Information provided:
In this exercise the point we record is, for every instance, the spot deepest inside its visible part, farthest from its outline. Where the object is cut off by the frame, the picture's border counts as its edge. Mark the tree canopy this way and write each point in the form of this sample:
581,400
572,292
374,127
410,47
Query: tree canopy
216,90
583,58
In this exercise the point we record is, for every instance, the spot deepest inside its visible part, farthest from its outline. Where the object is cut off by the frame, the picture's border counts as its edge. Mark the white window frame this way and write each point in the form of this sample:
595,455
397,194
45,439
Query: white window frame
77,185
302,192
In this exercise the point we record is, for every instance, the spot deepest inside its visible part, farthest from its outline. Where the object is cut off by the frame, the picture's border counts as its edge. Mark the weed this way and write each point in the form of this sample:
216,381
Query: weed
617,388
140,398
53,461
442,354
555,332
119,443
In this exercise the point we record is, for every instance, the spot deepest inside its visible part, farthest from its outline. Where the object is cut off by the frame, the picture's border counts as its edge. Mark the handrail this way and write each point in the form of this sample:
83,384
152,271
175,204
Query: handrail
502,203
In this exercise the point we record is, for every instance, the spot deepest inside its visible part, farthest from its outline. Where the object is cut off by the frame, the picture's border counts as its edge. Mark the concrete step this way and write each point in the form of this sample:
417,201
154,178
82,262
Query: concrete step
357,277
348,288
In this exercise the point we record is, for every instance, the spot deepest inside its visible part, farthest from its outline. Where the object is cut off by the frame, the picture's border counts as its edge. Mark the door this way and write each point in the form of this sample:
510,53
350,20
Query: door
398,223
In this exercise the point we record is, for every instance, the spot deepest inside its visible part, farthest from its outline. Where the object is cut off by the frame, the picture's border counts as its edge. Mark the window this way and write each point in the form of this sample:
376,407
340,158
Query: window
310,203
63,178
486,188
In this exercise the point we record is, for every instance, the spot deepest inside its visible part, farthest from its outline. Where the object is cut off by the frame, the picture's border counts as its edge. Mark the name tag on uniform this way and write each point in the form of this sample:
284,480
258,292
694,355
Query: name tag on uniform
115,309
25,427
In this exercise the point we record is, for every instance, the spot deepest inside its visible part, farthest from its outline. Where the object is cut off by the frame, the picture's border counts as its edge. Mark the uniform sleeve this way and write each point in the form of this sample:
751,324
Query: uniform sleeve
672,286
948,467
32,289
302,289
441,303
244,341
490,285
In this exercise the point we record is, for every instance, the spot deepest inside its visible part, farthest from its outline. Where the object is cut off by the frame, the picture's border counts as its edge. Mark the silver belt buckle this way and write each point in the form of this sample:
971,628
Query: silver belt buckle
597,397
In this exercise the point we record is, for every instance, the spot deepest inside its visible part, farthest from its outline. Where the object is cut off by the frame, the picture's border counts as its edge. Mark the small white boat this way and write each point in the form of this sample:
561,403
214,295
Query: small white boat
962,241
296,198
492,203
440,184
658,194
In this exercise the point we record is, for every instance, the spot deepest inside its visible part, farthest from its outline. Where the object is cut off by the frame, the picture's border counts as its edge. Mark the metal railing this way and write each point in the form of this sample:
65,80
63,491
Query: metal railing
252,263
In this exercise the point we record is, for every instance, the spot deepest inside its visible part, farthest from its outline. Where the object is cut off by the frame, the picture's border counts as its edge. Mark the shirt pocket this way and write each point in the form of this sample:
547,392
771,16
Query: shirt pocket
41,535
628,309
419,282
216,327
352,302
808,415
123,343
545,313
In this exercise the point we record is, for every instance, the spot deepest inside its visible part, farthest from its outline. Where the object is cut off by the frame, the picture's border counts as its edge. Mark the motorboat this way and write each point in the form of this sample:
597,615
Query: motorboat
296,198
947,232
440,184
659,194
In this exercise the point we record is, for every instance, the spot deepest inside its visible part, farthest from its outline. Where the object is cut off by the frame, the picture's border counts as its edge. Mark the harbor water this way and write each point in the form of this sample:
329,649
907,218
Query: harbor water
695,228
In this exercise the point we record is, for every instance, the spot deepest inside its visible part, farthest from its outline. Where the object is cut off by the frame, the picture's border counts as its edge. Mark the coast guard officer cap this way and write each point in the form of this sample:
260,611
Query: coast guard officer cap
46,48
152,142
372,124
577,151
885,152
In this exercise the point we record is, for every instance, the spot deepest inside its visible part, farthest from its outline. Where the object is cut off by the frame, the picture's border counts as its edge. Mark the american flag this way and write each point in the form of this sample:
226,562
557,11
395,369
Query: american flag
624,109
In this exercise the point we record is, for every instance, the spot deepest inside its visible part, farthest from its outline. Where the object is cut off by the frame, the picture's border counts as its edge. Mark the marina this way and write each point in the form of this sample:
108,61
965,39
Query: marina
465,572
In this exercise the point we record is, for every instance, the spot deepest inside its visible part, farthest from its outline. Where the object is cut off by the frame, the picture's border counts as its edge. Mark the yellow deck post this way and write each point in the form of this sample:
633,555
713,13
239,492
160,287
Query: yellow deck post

Work to complete:
Write out again, word for word, every line from the one containing "Mark the yellow" through the last line of the rows, including both.

Answer to the problem:
In this exercise the point we record is, for every instance, the spot deepest inside its visible part, farthest from its outline. Where the object is cut off by the frame, the picture's border counts as its edge. Mark the yellow deck post this way and write each point in the form of this sample:
633,555
713,13
239,492
160,287
Query: yellow deck post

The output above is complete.